-- START --

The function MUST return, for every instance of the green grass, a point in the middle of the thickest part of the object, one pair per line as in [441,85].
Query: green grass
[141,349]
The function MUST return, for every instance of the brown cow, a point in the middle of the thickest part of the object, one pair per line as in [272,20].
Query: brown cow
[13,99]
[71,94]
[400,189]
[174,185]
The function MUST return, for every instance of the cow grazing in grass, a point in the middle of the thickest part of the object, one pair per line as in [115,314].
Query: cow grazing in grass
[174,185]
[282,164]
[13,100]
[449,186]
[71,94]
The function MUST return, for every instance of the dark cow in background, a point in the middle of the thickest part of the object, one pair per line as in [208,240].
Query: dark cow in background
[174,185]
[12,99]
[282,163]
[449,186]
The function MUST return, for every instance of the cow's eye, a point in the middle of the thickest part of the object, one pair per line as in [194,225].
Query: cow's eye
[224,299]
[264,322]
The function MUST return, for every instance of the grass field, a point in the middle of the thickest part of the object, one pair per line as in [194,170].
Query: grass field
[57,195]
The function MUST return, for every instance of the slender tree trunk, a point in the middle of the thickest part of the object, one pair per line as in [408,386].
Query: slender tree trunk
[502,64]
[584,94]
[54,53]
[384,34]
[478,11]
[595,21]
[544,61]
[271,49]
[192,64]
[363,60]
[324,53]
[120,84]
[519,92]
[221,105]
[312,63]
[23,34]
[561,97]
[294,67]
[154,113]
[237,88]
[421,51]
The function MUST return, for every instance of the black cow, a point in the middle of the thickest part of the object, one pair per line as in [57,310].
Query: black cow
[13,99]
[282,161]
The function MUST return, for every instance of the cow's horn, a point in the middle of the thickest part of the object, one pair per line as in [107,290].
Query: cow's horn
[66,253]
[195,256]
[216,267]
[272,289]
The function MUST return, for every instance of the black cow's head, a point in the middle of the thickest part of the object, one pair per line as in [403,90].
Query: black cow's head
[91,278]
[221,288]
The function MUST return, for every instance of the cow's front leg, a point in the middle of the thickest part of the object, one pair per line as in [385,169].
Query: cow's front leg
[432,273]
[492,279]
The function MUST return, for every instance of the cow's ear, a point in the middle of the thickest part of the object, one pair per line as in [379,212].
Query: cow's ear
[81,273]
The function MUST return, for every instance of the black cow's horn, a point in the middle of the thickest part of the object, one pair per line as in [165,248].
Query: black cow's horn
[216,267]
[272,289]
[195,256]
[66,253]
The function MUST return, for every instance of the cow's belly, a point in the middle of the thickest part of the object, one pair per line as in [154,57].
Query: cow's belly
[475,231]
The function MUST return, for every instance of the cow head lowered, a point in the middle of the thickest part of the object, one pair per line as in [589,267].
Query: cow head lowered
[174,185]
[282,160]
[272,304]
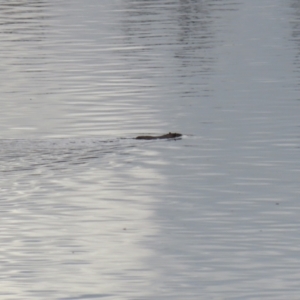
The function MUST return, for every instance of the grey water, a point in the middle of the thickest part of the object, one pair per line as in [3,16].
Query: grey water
[87,211]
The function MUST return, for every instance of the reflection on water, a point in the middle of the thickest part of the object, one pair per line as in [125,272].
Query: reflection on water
[87,211]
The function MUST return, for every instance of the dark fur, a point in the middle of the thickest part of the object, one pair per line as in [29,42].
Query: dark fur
[169,135]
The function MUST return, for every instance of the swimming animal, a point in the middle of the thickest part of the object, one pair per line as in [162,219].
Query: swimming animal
[170,135]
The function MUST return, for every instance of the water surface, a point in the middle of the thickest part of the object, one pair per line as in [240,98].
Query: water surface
[87,211]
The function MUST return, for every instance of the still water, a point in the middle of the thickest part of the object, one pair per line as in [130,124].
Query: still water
[88,212]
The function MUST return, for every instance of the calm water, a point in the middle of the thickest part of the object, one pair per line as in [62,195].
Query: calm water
[87,212]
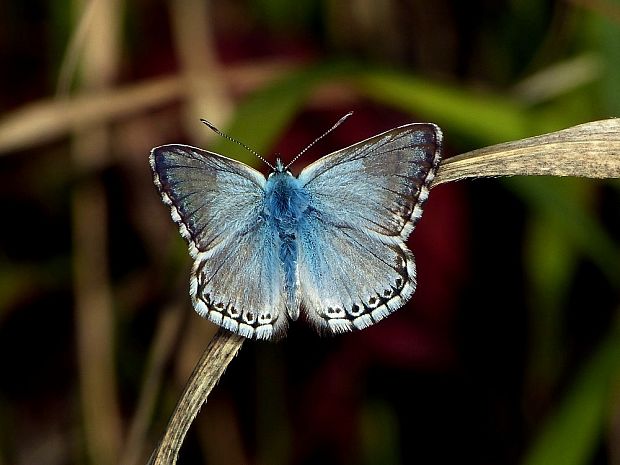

-- END --

Your objective: Extract every line of the items above that contains the string "trunk", copying each one in full.

The reply:
The function MUST return, for every instance of the slender tree trunk, a point in the middle of the thickest part of the object, one pair per line as in [408,386].
Query: slender tree trunk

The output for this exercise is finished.